-- Dataset records --
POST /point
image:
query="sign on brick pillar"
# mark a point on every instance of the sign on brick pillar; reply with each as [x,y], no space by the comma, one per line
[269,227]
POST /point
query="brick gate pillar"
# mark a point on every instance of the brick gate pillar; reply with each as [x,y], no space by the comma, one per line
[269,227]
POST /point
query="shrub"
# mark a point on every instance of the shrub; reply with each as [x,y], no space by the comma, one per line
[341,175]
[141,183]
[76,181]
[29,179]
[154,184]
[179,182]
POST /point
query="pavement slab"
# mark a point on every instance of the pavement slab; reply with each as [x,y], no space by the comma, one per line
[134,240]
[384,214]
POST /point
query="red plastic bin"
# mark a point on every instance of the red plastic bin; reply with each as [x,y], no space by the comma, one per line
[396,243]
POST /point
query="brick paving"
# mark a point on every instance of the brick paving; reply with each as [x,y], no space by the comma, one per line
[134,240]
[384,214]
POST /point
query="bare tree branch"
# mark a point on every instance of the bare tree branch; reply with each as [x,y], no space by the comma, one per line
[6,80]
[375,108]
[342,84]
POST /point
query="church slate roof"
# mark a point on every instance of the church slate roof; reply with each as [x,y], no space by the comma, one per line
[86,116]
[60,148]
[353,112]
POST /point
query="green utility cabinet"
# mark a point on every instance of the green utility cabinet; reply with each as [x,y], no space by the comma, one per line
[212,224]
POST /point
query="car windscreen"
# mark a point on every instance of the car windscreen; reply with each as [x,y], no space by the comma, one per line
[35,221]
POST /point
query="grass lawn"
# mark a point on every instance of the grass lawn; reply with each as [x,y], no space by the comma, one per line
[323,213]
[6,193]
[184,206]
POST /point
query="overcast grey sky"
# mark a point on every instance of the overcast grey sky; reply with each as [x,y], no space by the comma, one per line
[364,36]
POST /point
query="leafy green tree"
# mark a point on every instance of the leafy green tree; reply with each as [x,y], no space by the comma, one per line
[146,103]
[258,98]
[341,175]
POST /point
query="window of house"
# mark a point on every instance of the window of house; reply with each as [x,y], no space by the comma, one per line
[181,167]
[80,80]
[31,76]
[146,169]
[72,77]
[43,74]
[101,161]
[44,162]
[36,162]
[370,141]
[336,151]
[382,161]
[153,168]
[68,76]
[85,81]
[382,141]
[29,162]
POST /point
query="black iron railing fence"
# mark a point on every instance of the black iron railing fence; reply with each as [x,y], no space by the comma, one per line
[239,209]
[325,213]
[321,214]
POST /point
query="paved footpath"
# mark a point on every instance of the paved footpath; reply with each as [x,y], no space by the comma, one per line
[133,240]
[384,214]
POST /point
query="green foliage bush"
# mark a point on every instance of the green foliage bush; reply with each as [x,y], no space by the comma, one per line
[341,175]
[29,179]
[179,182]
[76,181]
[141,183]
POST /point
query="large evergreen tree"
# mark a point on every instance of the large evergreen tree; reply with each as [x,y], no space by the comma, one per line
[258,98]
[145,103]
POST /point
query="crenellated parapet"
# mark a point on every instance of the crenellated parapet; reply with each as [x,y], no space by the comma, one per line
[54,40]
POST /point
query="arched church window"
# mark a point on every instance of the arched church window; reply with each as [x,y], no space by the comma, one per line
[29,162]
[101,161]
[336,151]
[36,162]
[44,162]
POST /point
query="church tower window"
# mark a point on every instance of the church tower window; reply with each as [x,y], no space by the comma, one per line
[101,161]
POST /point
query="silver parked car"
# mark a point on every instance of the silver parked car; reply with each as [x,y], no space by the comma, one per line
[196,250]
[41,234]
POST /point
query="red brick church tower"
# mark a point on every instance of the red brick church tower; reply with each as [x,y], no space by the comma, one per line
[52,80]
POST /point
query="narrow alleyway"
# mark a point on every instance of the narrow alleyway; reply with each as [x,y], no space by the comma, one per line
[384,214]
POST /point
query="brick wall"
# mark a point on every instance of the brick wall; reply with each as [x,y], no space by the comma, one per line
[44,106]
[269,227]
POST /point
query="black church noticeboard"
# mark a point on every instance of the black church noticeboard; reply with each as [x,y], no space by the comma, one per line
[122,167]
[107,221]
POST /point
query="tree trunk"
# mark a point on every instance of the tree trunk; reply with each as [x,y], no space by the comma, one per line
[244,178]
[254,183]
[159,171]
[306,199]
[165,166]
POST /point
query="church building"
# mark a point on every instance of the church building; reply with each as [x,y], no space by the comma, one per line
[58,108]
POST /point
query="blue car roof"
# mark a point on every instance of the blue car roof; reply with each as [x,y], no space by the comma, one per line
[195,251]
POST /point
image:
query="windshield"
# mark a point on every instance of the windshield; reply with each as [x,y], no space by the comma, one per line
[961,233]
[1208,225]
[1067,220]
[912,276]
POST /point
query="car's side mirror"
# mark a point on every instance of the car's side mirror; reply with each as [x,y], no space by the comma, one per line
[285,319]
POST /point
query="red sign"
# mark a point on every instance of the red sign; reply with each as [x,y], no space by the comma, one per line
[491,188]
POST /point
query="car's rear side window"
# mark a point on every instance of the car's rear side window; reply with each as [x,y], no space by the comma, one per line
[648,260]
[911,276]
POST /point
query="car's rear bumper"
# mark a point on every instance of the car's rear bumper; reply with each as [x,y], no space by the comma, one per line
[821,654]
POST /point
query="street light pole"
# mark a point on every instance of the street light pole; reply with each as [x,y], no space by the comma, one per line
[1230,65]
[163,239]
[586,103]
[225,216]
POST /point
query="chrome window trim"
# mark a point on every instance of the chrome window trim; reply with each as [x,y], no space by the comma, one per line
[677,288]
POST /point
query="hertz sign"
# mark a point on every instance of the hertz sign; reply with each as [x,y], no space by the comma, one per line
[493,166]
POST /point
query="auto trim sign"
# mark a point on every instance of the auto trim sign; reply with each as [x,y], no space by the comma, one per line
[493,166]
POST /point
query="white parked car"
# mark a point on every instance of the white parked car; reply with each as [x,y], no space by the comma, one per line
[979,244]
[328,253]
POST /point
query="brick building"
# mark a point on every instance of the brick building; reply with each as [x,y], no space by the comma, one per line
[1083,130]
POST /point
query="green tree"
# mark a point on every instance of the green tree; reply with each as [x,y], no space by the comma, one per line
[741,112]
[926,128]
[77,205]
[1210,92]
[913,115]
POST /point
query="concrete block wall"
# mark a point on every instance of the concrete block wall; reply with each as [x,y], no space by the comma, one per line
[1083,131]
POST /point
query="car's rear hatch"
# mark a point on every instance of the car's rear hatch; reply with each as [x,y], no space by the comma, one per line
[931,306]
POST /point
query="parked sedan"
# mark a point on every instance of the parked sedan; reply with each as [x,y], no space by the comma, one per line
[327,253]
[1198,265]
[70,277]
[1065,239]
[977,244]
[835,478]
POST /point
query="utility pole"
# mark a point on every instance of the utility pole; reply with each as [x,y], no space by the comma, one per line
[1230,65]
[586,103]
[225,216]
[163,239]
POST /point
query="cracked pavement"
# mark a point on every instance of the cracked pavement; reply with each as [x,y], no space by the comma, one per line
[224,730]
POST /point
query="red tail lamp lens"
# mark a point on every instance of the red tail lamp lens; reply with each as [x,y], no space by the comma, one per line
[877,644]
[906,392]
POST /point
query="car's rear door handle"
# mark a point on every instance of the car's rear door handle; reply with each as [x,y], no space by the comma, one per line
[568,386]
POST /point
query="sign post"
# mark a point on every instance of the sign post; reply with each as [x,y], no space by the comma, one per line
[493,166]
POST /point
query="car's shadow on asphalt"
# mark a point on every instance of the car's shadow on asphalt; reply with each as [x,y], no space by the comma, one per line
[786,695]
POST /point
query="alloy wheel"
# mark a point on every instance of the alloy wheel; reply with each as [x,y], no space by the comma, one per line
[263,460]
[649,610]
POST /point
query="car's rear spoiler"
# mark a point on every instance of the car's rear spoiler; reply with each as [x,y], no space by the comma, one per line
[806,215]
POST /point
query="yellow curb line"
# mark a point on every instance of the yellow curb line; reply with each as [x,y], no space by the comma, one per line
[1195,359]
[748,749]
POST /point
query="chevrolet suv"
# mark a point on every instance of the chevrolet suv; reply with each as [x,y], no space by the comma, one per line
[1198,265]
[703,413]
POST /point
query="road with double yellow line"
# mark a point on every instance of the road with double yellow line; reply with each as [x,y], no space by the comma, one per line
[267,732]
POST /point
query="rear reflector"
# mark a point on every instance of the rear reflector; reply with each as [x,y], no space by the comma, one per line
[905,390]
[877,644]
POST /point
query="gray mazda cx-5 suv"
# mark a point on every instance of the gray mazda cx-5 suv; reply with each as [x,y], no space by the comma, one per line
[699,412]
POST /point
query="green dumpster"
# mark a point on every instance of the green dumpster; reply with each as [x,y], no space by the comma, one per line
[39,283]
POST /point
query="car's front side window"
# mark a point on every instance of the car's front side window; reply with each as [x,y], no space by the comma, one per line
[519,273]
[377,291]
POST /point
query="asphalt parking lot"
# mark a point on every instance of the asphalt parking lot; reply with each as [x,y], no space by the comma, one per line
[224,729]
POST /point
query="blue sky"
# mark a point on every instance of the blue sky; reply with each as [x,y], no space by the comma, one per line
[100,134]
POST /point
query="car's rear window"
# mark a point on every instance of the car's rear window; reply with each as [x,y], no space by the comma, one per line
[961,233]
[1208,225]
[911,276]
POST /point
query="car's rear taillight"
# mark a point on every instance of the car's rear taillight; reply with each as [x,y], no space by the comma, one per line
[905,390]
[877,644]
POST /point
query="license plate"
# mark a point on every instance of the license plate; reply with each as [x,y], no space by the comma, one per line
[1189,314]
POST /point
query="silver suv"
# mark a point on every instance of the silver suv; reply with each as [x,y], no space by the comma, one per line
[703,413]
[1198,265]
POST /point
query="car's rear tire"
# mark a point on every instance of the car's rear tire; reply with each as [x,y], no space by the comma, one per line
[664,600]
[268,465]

-- Aim of the exercise --
Please count the lines in the listing above that contain the word "handle" and give only the number.

-- Solved exercise --
2